▸ **TASK TO COMPLETE**
Transcribe precisely those lines of the listing that fall between the line containing "of the stacked" and the last line, inclusive of both.

>> Begin EXERCISE INPUTS

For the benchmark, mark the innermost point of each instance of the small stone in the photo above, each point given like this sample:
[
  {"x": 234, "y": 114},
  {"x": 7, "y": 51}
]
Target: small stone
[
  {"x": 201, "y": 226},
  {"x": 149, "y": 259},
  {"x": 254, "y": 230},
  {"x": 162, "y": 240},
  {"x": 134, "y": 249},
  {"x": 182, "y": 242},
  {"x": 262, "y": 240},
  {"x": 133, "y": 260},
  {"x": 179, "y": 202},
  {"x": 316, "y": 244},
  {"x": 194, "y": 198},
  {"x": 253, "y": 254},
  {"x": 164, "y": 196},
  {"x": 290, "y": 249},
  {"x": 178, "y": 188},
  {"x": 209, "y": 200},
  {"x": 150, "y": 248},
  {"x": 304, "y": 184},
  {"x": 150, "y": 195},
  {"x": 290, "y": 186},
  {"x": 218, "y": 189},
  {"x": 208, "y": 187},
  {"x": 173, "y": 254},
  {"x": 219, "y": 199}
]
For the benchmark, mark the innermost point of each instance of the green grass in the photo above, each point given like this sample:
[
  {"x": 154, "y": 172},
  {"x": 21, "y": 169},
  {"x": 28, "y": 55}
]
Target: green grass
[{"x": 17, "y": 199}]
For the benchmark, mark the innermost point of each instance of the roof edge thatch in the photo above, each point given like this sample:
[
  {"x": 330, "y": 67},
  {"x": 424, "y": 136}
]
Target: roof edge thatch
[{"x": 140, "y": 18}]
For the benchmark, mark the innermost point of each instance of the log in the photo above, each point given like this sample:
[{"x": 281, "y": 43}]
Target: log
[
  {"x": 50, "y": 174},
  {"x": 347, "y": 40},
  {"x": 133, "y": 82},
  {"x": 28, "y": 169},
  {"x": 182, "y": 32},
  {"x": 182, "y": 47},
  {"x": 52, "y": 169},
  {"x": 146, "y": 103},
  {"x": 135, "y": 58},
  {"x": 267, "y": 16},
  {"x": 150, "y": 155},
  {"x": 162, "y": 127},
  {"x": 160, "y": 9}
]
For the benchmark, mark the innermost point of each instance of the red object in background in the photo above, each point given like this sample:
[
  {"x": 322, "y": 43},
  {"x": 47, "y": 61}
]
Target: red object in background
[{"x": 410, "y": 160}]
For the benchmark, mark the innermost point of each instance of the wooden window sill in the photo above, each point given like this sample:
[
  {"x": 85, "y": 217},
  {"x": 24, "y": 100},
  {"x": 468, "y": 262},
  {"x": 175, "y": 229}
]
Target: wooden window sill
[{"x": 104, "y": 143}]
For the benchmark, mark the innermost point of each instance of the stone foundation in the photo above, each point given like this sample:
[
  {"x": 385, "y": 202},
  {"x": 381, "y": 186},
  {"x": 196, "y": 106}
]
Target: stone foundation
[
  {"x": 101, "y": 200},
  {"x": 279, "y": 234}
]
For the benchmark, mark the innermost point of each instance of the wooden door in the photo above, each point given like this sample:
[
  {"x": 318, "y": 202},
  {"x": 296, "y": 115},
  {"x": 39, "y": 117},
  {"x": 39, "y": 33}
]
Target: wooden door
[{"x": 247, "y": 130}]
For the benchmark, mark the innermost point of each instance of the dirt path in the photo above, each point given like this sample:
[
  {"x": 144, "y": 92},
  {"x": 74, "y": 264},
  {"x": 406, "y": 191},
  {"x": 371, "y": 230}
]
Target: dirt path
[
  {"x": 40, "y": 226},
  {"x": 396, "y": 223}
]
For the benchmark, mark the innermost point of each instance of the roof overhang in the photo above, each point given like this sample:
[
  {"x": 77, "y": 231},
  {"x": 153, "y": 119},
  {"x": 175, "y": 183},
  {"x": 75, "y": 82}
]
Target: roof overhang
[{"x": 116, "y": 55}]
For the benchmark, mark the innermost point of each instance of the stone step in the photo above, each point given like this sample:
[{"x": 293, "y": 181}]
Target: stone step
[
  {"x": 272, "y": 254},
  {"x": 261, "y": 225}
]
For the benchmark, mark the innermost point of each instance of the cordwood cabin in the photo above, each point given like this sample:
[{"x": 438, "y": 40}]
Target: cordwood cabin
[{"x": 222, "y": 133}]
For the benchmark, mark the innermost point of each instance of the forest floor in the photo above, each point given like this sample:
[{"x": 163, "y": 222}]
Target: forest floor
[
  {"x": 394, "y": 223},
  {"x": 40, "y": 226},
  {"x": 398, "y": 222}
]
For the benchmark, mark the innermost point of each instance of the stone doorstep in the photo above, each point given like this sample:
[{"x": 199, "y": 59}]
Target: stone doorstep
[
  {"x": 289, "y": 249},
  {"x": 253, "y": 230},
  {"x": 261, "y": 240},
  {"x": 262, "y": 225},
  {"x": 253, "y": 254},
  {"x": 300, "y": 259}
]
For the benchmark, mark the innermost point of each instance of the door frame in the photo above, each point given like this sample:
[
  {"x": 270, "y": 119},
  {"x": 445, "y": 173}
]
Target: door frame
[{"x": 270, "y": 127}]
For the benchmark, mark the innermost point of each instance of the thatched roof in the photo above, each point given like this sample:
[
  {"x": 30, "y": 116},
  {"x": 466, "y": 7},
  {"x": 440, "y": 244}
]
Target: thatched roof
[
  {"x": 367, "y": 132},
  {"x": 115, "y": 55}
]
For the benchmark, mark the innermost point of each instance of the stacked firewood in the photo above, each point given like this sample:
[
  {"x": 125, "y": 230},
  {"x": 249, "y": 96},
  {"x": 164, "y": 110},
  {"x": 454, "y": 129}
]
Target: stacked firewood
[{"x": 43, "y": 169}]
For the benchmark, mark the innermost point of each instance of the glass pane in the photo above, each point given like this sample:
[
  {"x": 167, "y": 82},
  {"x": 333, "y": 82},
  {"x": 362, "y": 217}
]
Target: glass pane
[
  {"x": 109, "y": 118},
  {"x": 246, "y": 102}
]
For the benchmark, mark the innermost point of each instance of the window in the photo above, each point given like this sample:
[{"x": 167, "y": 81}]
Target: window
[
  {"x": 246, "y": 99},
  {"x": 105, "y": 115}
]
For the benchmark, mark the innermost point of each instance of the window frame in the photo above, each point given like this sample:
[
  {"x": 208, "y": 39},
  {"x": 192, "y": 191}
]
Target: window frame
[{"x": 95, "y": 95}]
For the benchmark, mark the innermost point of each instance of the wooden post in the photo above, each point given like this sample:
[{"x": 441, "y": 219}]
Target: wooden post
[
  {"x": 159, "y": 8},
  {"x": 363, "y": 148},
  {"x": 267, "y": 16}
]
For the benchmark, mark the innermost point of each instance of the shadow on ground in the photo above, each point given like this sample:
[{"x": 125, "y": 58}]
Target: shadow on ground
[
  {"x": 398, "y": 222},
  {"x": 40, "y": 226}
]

>> End EXERCISE INPUTS

▸ **COMPLETED EXERCISE**
For the benchmark, mark the innermost point of each instance of the stacked firewood in the photo above, each point given like this sample:
[
  {"x": 125, "y": 230},
  {"x": 249, "y": 96},
  {"x": 164, "y": 110},
  {"x": 454, "y": 129}
]
Target: stacked firewood
[{"x": 43, "y": 169}]
For the benchmark, mark the innermost point of each instance of the glass pane in the photo above, each point given like this sample:
[
  {"x": 167, "y": 82},
  {"x": 333, "y": 82},
  {"x": 362, "y": 217}
]
Target: glass pane
[
  {"x": 109, "y": 118},
  {"x": 246, "y": 102}
]
For the benchmark, mark the innermost point of each instance of the window in the photo above, each point given like this sample:
[{"x": 167, "y": 81}]
Target: window
[
  {"x": 246, "y": 99},
  {"x": 105, "y": 115}
]
For the benchmark, mark the innermost point of each instance of the window frame in the photo above, each point given like this sample:
[
  {"x": 208, "y": 39},
  {"x": 192, "y": 191}
]
Target: window frame
[{"x": 95, "y": 95}]
For the benchmark, mark the innermost point of each instance of the wooden post in the photo above, each point given like this sample:
[{"x": 441, "y": 219}]
Target: wooden post
[
  {"x": 159, "y": 8},
  {"x": 363, "y": 148},
  {"x": 267, "y": 16}
]
For the benchmark, mark the innermost point of each instance of the shadow on ground in the photo above, each point given like this sample:
[{"x": 125, "y": 58}]
Target: shadow on ground
[
  {"x": 398, "y": 222},
  {"x": 40, "y": 226}
]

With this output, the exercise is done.